Brief:
Repeat every entry in full. Match each line exactly.

Saved data entries:
************
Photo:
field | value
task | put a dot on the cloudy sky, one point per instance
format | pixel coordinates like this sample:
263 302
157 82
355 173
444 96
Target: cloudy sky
************
Task result:
Photo:
field | value
task | put a dot on the cloudy sky, one point per instance
format | pixel coordinates like this sample:
263 302
157 82
355 173
444 96
Target: cloudy sky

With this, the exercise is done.